A Double Standard is a setting of a poem of the same name by Frances Ellen Watkins Harper (1825-1911).
On Sunday, May 15, 2022 at 5:30pm, Shriver Hall Concert Series (SHCS) - Baltimore's premier presenter of chamber music ensembles and solo recitalists - will present the two-time Grammy Award-winning Pacifica Quartet and soprano Karen Slack in the Baltimore premiere of A Double Standard, a new SHCS co-commission by Baltimore-based composer James Lee III. The program also includes Prokofiev's String Quartet in F Major, Op. 92 and Beethoven's String Quartet in C Major, Op. 59, No. 3, "Razumovsky." This performance marks Karen Slack's Baltimore debut. Shriver Hall's in-person season offers a livestream option to all ticket holders.
Co-commissioned with Carnegie Hall, Chamber Music Detroit, and Chamber Music Cincinnati, A Double Standard is a setting of a poem of the same name by Frances Ellen Watkins Harper (1825-1911), an African-American poet, abolitionist, suffragist, teacher, and public speaker who was born free in Baltimore. In 1845, Frances Harper was one of the first African-American women to be published in the United States. Read the poem, A Double Standard.
Of the new piece, Lee says, "A Double Standard is a musical journey that displays her pain and frustration of the biases against women and the 19th century mindset of sex, gender, and societal roles. The work begins with an extended introduction in the strings that is highly agitated. Once the introduction is completed, the soprano sings a four-note motive on the words, 'Do you blame me...' and is frequently utilized when the word 'blame' is uttered. One can really sense the righteous indignation in the voice of Ms. Harper as she penned these words. Throughout A Double Standard, various emotions are evoked at contrasting dynamic levels and then comes the dramatic climax."
The climax of both the poem and the music arrives when the string quartet vigorously and angrily ascends and is followed by the highest note that the soprano sings at a fortissimo dynamic. The words she sings are:
"Crime has no sex and yet to-day
I wear the brand of shame;
Whilst he amid the gay and proud
Still bears an honored name.
Can you blame me if I've learned to think
Your hate of vice a sham,
When you so coldly crushed me down
And then excused the man?"
A professor at Baltimore's Morgan State University, James Lee III is confirmed to meet with the Baltimore School for the Arts music students at the end of April and soprano Karen Slack will conduct a master class at Morgan State in May.
Pacifica Quartet
Karen Slack, soprano (Baltimore Debut)
Sunday, May 15, 2022 at 5:30pm
Shriver Hall | 3400 N. Charles Street | Baltimore, MD 21218
Tickets: $44 for seated ticket or home livestream.
Link: https://shriverconcerts.org/pacifica
PROKOFIEV: String Quartet in F Major, Op. 92
JAMES LEE III: A Double Standard for string quartet and soprano (Baltimore Premiere)
BEETHOVEN: String Quartet in C Major, Op. 59, No. 3, "Razumovsky"

Data shown.

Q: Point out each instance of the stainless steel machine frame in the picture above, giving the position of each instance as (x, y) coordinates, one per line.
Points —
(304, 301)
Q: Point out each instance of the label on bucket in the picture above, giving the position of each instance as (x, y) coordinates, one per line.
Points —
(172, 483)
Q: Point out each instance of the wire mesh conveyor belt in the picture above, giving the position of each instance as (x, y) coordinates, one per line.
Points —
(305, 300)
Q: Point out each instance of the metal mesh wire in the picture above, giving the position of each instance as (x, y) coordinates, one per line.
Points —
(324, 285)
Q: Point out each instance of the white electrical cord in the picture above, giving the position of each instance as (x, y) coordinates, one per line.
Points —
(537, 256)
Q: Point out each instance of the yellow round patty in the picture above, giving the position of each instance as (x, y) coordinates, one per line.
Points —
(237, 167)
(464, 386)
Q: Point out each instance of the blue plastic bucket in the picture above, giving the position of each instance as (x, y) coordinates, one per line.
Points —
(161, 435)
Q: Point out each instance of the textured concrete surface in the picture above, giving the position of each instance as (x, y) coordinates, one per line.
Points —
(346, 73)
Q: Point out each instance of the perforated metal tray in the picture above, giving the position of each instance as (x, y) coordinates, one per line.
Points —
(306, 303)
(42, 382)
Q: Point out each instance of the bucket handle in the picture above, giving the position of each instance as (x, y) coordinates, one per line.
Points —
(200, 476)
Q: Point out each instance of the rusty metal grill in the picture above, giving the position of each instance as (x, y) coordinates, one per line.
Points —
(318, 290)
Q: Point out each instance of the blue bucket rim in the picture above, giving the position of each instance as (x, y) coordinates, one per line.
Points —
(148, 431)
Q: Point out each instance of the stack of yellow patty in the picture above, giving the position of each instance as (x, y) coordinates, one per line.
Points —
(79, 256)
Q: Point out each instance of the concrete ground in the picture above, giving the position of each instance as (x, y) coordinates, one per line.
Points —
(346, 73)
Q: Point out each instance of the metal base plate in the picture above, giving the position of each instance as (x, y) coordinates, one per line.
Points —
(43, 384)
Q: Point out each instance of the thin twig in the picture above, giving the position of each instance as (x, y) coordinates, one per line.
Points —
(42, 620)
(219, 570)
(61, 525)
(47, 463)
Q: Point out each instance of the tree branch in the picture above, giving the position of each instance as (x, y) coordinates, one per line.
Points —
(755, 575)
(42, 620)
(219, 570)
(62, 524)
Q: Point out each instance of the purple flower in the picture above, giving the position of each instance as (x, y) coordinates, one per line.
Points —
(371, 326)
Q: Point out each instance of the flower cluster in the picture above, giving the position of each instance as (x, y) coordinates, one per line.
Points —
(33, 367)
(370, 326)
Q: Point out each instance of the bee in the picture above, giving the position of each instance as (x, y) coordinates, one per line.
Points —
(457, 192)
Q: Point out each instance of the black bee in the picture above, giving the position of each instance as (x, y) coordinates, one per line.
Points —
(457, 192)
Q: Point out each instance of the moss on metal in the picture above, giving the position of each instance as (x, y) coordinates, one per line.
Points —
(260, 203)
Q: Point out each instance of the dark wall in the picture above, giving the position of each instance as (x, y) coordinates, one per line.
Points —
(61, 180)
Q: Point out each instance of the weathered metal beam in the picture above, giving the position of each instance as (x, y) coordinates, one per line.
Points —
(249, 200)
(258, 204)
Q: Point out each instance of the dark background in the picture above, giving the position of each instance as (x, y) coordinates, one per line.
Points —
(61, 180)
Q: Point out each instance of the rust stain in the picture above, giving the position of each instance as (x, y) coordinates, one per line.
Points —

Short exercise. Write out the concert announcement again, beginning at the words "Can you blame" and stopping after "State in May.", and rename "coldly" to "harshly" along the way.

Solution to this exercise.
Can you blame me if I've learned to think
Your hate of vice a sham,
When you so harshly crushed me down
And then excused the man?"
A professor at Baltimore's Morgan State University, James Lee III is confirmed to meet with the Baltimore School for the Arts music students at the end of April and soprano Karen Slack will conduct a master class at Morgan State in May.